- CHALLENGE: Copy out the data below, putting "a single point for each instance" in place of "one point per instance" everywhere it appears and leaving everything else unchanged.

** START OF INFORMATION SUPPLIED **

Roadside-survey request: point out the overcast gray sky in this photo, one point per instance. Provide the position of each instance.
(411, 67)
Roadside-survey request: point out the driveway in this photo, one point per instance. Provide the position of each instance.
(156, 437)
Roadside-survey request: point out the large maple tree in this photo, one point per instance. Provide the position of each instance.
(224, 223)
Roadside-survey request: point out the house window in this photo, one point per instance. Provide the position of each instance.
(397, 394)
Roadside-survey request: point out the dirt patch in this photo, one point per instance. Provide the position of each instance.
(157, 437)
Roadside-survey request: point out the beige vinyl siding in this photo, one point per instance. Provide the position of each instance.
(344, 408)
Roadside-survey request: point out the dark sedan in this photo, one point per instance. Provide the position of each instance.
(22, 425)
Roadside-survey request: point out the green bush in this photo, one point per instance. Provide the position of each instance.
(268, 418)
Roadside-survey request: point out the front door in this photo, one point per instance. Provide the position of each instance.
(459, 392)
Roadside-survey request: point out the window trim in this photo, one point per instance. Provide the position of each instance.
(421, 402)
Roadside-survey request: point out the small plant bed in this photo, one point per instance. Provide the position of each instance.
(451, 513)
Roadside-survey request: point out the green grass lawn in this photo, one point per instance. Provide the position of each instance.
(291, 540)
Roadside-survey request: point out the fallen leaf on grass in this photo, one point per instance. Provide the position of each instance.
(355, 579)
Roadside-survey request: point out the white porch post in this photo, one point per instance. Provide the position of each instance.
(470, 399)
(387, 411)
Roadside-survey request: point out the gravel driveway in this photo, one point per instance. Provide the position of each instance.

** END OF INFORMATION SUPPLIED **

- SOLUTION TO THIS PROBLEM:
Roadside-survey request: point out the overcast gray sky in this photo, a single point for each instance. Provide the position of each instance.
(411, 67)
Roadside-survey request: point out the driveway in this photo, a single point for each instance. Provide the position of each instance.
(156, 437)
Roadside-survey request: point out the large maple tree in this photo, a single point for each instance. Provide the position of each instance.
(224, 223)
Roadside-survey request: point out the house window in this photo, a single point for each instance. Provide the position of each instance.
(397, 394)
Roadside-survey request: point out the dirt patch in this photo, a single point for each instance. Provide the position of each instance.
(157, 437)
Roadside-survey request: point out the beige vinyl siding in this photo, a single point for each instance. Provide the position of each instance.
(344, 408)
Roadside-survey request: point out the dark sedan in this photo, a single point for each instance. Provide the position of each instance.
(22, 425)
Roadside-survey request: point out the green bush in this photo, a single point for each instance. Provide the position of each instance.
(268, 418)
Roadside-survey request: point out the front door in this photo, a single point for each instance. Provide the position of each instance.
(459, 392)
Roadside-survey request: point out the window trim in this photo, a single point for each instance. Provide the position of each instance.
(421, 402)
Roadside-survey request: point out the small plant bed in this photo, a single point for each instance. Provide the position of each instance.
(451, 513)
Roadside-survey request: point out the green grass lawn in this photo, a single point for each instance. Provide the position of each instance.
(291, 540)
Roadside-survey request: point out the fallen leaf on grass in this photo, a single point for each instance. Provide the position of each instance.
(355, 579)
Roadside-survey request: point out the white porch post in this photo, a single point for each instance. Provide the position of each instance.
(470, 399)
(387, 411)
Roadside-survey request: point out the gravel driveway in this photo, a single point for each instance. Provide the position of each instance.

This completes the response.